====== Supplied data ======

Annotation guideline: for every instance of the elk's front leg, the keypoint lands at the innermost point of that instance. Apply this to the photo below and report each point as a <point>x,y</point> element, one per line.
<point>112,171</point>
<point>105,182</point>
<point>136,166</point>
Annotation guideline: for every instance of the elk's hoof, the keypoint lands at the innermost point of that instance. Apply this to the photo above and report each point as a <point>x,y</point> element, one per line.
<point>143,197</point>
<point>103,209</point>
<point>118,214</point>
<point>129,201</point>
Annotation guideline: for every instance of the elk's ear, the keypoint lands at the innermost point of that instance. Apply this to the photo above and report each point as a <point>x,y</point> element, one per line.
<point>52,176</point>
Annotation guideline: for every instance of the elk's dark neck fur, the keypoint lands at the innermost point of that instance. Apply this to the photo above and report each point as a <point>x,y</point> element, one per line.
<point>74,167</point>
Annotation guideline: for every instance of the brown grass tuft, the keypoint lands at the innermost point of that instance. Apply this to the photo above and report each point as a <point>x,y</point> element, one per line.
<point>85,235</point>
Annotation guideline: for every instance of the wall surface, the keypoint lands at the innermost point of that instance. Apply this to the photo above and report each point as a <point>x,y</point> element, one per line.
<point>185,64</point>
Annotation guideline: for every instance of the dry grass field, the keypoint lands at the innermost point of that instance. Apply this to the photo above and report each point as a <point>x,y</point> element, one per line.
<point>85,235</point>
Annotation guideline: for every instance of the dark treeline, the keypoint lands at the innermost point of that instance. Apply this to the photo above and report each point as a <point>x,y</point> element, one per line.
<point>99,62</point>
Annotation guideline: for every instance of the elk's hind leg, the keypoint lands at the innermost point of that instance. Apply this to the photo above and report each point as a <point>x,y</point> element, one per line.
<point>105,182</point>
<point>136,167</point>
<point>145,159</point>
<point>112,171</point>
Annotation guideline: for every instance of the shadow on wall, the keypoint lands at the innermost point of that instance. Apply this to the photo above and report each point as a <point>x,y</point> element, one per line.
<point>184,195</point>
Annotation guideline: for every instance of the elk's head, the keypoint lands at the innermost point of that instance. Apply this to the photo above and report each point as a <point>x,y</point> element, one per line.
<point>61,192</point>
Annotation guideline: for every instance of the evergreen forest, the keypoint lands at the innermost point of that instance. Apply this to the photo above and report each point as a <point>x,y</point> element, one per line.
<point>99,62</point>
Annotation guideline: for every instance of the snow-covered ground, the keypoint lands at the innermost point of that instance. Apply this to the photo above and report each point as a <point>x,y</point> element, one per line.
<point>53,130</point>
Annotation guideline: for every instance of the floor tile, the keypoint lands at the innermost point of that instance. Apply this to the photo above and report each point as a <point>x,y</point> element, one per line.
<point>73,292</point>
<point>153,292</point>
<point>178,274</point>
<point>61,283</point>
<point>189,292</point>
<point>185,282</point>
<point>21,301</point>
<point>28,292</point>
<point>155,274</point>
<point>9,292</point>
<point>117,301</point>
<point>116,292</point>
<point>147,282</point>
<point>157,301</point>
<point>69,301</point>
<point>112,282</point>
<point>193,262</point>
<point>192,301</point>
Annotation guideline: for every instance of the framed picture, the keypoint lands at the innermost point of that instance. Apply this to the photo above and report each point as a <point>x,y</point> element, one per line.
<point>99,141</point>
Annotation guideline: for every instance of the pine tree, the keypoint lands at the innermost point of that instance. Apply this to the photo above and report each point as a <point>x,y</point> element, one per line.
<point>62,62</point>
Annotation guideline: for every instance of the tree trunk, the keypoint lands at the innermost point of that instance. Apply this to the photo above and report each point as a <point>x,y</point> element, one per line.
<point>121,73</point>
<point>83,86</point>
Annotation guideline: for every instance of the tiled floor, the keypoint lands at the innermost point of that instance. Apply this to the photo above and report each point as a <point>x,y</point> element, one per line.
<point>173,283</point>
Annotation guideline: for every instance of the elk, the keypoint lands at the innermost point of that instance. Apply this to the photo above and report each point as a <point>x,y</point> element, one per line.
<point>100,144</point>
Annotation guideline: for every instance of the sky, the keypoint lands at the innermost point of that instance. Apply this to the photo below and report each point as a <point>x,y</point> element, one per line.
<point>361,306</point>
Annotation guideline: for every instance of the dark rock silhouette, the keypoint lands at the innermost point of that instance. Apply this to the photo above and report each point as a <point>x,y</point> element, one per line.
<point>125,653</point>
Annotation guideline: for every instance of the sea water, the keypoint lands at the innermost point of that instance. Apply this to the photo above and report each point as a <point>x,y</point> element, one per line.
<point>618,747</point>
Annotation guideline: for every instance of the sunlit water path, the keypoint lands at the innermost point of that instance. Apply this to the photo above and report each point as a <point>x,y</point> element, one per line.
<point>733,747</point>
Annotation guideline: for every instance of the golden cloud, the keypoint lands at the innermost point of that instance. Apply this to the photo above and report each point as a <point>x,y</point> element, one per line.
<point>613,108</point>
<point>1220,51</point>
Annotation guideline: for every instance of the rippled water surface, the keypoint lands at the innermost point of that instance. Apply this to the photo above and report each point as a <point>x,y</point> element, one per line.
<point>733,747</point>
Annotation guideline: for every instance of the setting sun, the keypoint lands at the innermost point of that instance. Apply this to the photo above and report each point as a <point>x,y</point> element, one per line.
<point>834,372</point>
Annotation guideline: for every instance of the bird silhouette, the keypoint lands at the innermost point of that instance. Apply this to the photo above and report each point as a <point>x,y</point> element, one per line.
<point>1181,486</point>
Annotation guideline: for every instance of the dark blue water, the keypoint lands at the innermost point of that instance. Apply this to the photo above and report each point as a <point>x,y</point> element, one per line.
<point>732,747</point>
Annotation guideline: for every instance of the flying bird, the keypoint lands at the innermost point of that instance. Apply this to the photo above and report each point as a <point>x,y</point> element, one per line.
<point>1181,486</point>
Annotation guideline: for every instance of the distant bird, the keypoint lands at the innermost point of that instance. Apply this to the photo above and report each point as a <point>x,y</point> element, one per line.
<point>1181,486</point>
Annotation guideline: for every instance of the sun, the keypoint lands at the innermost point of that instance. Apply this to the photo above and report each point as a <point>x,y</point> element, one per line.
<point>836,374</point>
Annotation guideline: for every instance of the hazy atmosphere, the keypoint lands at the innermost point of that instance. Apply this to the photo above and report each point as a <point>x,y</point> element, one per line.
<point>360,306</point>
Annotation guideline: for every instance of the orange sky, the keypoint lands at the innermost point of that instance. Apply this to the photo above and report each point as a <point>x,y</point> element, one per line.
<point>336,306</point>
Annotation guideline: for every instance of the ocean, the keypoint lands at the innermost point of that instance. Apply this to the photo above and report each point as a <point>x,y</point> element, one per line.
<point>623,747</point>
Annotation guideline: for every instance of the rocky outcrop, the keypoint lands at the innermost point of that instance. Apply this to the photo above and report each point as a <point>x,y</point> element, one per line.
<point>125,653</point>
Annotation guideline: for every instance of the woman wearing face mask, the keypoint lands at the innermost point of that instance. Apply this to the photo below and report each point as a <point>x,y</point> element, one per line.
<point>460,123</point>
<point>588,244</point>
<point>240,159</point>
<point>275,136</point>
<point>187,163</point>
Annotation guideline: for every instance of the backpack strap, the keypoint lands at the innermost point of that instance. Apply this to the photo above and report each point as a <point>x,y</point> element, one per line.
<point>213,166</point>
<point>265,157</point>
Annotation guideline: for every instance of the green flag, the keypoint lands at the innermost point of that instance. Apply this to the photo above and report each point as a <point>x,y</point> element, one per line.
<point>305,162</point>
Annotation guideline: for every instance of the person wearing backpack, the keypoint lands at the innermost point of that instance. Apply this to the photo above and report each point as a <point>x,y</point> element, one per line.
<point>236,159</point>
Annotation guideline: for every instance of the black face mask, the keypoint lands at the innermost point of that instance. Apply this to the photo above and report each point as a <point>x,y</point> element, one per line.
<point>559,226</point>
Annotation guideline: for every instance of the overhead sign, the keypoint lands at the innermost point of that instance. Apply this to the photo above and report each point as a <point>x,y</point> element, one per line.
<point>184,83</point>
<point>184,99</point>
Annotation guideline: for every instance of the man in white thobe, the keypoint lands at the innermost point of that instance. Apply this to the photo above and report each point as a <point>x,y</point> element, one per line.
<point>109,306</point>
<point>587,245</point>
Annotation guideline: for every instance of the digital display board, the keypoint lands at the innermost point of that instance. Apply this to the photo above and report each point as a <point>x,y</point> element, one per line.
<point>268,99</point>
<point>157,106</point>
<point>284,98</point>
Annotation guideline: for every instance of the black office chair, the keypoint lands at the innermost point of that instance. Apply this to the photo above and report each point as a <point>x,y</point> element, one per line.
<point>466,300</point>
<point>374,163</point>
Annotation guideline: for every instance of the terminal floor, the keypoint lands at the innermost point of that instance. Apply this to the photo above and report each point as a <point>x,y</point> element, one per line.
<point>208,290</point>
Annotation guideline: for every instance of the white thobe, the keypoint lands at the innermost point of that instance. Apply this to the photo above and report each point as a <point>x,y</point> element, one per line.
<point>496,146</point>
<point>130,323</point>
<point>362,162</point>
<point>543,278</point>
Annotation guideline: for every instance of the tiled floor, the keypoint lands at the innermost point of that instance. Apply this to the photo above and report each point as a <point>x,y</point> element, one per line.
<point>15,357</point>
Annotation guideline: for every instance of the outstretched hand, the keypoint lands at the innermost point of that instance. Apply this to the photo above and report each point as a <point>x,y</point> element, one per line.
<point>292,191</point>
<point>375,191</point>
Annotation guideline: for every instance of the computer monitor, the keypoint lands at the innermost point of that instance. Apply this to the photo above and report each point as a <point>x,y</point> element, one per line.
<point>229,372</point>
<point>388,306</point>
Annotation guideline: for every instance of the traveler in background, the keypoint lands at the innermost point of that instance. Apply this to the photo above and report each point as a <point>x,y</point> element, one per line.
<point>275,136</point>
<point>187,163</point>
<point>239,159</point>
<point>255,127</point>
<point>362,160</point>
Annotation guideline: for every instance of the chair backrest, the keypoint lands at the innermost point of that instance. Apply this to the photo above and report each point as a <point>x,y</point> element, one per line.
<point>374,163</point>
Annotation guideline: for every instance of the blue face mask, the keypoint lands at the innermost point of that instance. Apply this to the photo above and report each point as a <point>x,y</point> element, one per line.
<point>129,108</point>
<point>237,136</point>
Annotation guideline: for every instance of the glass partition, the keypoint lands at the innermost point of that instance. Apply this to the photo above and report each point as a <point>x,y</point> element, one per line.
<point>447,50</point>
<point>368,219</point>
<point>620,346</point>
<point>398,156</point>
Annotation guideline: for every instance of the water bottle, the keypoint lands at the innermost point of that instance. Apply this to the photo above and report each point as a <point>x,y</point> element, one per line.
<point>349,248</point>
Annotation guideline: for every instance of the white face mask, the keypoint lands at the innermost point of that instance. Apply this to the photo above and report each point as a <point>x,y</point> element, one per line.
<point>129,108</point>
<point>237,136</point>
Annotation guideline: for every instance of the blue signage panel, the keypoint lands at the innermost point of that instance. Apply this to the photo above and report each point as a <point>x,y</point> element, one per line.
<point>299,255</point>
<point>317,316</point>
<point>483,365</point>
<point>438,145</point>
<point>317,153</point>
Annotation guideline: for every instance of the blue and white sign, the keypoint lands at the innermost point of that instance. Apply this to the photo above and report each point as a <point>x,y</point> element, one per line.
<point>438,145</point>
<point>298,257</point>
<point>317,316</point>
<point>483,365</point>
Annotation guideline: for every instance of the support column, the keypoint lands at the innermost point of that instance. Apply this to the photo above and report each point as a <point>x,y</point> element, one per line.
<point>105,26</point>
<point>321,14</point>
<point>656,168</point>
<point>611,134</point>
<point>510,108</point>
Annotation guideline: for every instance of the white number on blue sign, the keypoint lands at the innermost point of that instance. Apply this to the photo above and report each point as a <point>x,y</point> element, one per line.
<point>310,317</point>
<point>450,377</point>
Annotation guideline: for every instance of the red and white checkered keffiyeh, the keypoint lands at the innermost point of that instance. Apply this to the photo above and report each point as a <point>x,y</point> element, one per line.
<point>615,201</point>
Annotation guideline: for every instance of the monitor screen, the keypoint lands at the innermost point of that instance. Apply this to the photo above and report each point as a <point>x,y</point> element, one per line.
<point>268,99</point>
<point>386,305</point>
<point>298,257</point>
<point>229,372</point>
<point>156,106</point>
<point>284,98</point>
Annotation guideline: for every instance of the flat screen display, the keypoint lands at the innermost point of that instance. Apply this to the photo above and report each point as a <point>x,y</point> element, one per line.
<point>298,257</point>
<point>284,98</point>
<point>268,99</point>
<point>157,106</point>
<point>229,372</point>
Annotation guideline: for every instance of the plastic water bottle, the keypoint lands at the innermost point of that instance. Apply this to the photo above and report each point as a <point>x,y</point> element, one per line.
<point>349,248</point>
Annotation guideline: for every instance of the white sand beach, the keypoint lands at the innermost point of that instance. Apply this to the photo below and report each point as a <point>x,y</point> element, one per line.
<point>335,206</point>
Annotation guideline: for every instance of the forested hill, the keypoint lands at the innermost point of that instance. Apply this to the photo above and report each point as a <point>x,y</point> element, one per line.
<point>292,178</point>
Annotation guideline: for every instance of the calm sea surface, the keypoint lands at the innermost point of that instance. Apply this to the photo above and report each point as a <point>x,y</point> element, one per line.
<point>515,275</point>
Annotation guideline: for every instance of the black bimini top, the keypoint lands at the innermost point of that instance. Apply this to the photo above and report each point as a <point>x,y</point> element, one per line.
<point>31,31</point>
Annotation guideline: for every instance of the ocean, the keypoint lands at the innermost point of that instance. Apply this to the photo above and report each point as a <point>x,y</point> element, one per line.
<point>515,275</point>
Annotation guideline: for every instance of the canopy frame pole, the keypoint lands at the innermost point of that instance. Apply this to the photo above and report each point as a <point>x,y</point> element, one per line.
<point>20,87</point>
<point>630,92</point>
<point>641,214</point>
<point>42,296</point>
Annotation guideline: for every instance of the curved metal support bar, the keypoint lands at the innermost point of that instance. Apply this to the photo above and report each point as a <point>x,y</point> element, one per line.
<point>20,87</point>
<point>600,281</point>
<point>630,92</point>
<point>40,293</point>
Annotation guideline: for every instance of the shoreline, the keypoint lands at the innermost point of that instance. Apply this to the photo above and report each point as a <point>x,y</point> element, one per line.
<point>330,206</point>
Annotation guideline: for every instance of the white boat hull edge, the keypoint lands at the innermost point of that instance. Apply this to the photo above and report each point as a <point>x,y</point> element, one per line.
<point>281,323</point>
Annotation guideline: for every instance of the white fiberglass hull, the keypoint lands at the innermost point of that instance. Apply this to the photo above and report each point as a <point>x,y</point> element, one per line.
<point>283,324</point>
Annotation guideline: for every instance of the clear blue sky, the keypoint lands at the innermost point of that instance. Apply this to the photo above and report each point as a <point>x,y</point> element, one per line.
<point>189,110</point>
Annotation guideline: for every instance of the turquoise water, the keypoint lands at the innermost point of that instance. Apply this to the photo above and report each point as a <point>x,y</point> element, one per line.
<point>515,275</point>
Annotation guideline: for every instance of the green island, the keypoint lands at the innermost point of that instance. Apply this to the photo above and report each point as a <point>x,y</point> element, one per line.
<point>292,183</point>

======

### Directions:
Rescale the x,y point coordinates in the answers by 0.9, rounding each to the nearest whole number with halves rounded up. Begin at the first line of the rows and stop after the line that contains "<point>129,201</point>". Reproduce only those lines, requests included and otherwise unchanged.

### Solution to the problem:
Annotation guideline: for every instance of the elk's front leg, the keypoint lands at the innermost point of that instance. Apply this to the photo below and report each point as a <point>x,y</point> element, one per line.
<point>101,154</point>
<point>95,164</point>
<point>122,149</point>
Annotation guideline: for every instance of the elk's hoof, the keypoint lands at the innermost point of that instance. Apply this to the photo above and report each point as a <point>x,y</point> element, one per line.
<point>129,177</point>
<point>93,188</point>
<point>106,193</point>
<point>116,181</point>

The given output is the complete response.